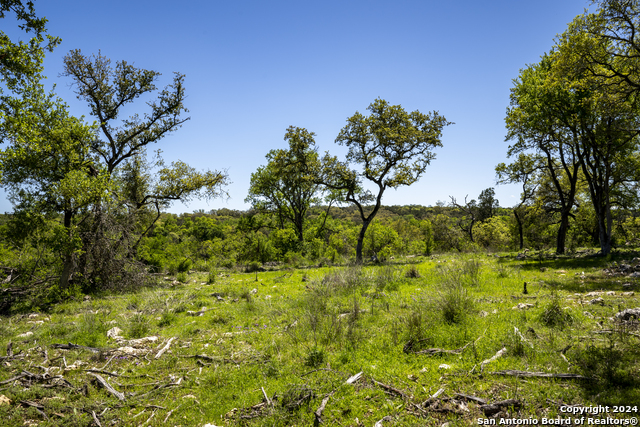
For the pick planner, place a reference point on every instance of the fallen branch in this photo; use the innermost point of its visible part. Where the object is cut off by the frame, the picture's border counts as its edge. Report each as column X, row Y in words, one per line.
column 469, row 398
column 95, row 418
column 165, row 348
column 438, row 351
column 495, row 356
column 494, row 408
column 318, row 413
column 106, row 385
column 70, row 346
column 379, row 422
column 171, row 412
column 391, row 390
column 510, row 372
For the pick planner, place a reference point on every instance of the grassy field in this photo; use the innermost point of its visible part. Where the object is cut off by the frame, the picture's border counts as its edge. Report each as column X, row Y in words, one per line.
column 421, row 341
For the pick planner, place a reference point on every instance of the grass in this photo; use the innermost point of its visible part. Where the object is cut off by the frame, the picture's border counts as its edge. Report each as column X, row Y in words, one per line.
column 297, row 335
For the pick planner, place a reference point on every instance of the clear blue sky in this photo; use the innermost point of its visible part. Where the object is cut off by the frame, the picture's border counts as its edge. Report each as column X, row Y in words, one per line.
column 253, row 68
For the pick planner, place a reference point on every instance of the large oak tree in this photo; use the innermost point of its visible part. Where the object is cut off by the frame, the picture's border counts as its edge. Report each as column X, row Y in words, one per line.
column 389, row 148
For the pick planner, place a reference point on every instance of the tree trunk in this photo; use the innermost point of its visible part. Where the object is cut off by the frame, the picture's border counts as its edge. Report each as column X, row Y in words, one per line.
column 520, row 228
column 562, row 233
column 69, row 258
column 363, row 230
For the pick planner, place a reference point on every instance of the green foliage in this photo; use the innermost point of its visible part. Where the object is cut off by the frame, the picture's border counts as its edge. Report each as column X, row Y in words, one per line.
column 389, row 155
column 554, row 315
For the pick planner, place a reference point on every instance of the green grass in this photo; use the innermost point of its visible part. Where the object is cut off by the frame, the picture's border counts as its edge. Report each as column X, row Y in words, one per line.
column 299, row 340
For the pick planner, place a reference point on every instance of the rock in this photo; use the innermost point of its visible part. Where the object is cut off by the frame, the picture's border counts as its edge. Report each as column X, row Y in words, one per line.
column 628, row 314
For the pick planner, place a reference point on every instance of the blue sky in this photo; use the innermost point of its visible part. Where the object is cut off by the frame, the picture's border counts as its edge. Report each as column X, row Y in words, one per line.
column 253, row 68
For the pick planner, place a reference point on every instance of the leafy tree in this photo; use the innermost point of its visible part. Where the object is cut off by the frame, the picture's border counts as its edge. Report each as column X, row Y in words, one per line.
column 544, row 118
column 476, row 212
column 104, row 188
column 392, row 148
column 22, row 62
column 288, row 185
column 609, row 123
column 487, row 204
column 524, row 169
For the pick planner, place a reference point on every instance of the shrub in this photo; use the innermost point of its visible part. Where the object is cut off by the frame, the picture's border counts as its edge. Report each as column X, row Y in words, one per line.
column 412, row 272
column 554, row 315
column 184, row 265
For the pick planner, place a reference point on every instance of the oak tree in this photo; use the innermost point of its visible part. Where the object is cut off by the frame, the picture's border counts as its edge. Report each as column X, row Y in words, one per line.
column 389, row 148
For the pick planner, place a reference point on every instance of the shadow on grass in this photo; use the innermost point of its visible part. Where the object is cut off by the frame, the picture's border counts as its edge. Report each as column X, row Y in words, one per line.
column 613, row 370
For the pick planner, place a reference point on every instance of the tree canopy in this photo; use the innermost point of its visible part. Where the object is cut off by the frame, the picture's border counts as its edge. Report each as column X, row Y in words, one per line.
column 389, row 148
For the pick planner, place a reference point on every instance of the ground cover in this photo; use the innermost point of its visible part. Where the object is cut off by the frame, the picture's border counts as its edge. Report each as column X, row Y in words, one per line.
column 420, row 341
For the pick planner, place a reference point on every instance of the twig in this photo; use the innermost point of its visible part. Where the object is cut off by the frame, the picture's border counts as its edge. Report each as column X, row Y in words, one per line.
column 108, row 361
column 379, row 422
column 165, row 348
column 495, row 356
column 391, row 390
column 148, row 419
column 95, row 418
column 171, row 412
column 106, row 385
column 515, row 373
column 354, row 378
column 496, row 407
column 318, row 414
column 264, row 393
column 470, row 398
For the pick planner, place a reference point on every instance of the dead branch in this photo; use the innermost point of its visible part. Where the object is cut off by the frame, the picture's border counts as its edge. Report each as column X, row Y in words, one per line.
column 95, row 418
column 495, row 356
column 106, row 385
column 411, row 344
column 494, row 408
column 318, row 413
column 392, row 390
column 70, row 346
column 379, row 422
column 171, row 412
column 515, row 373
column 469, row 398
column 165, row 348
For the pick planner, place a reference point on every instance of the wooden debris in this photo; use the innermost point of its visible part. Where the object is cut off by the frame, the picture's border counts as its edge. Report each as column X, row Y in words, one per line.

● ● ● ●

Written task:
Copy out the items word for word, starting with the line containing "of the shadow" and continuing through the line containing "column 613, row 370".

Task solution:
For the pick planner, place a reference point on every instance of the shadow on grass in this photo; use the innermost point of its visible part. Where the object is cut off by the frame, the picture's border counts as its edge. Report each as column X, row Y in words, one per line.
column 613, row 370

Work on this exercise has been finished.